• [Problems to solve]:
A: Answer these questions using the review of Disconnect below:
(i) In what city and year is the call center set?
(ii) Which actor plays Avinash?
(iii) What does the one small opening on the windowless floor overlook?
B: List every actor named in the review of Disconnect below.

Victory Gardens Theater presents

  

Disconnect

Review by Joy Campbell

India-based call centers have become the target of much collective American displeasure: everyone, it seems, has a story about a frustrating experience with an obtuse, script-reciting person with a lilting, sometimes impenetrable accent that belies their claim of a name such as “Steve” or “Daniel.”

Disconnect takes us to a collections call center in Chennai in 2009, where workers target American “marks” who have defaulted on their credit-card payments. We follow Avinash (Kamal J. Hans), a man whose age is declared a liability, and who is demoted from the coveted “New York” to “Illinois,” several floors down. The floor is windowless save for one small opening that overlooks a growing pile of trash, symbolic of the state of life in Chennai as well as a metaphor for the struggles of the workers to attain what they see as success. It may be a trash life, but they still strive to climb to the top of it.

The show revolves around three workers, Vidya (Minita Gandhi), Giri (Behzad Dabu), and Ross (Debargo Sanyal), who sit in a row making one collection call after another. Driven mercilessly by Avinash so that he won’t lose his own job, we hear their interactions via one-sided communication, mostly to good comedic effect. Star performer Ross in particular uses fairly unorthodox and hilarious strategies to get his people to pay. Through a deft use of the internet and improvisation skills that would make Chicago proud, he banters in a seamless American accent with callers about weather in Buffalo or the fact that he lives “a couple of streets over, on Berwyn Ave.” He studies Chicago via the internet and describes the life he would live there, from cruising the Loop to seeing Millennium Park (that the settings are familiar to the Chicago audience lends a perspective that literally hits close to home, and allows for some good in-jokes.)

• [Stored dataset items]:
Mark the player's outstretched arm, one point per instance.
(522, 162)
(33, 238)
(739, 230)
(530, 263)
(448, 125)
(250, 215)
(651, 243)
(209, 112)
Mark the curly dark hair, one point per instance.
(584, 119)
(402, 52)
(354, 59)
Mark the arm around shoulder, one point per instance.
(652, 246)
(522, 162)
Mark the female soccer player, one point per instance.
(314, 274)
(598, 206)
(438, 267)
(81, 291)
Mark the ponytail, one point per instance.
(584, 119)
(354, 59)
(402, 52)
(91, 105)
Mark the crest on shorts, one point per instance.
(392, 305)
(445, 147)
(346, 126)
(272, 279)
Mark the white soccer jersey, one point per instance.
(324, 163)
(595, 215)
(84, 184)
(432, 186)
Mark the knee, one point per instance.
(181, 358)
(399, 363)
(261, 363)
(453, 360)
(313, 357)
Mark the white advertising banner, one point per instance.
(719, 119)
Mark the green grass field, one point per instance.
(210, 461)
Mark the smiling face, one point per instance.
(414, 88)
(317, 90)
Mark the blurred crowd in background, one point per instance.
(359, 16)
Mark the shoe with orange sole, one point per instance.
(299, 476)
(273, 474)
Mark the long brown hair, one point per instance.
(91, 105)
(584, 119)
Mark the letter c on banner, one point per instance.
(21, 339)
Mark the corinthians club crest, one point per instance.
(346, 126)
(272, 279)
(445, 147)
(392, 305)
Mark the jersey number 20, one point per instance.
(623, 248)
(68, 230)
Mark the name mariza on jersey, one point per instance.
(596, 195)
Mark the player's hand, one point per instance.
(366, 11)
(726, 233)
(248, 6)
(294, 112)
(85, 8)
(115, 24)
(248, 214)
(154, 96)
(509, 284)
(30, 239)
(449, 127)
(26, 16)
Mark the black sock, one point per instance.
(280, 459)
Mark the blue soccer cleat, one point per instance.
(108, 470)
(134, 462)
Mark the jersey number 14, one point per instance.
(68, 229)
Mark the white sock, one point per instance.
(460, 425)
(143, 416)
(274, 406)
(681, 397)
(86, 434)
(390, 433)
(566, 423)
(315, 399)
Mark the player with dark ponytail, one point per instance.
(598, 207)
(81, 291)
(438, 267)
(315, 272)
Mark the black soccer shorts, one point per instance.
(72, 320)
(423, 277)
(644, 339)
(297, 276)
==
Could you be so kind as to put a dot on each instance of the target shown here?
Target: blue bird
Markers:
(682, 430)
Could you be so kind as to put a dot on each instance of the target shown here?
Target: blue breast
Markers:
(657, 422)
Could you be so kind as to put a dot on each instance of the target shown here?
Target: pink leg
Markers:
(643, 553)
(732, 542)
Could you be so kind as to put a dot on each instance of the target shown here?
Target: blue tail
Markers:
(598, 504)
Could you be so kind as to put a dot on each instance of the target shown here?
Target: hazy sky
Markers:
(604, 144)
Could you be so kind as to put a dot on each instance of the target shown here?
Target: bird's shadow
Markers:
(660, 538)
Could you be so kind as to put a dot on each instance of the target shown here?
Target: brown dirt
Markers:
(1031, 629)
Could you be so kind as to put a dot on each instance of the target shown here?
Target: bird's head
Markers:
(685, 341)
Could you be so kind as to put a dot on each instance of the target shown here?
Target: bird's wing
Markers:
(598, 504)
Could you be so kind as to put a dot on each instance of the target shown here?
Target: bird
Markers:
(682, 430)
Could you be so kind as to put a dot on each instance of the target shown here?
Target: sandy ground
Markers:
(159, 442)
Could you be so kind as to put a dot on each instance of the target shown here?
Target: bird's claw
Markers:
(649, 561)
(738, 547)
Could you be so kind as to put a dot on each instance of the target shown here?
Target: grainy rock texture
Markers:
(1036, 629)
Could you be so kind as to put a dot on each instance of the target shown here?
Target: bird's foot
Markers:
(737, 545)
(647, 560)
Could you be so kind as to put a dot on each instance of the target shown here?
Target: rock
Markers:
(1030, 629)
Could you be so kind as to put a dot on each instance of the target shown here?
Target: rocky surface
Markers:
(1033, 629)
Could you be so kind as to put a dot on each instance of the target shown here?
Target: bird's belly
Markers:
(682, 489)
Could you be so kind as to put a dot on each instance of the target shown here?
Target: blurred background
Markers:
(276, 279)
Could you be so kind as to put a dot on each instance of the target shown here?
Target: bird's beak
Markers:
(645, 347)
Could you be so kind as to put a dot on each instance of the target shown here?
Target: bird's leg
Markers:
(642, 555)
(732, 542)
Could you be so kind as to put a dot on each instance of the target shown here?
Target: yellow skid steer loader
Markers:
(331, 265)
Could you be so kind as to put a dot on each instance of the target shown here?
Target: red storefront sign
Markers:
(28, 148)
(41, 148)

• [Written answers]:
A:
(i) Chennai, 2009
(ii) Kamal J. Hans
(iii) A growing pile of trash

B: Kamal J. Hans, Minita Gandhi, Behzad Dabu, Debargo Sanyal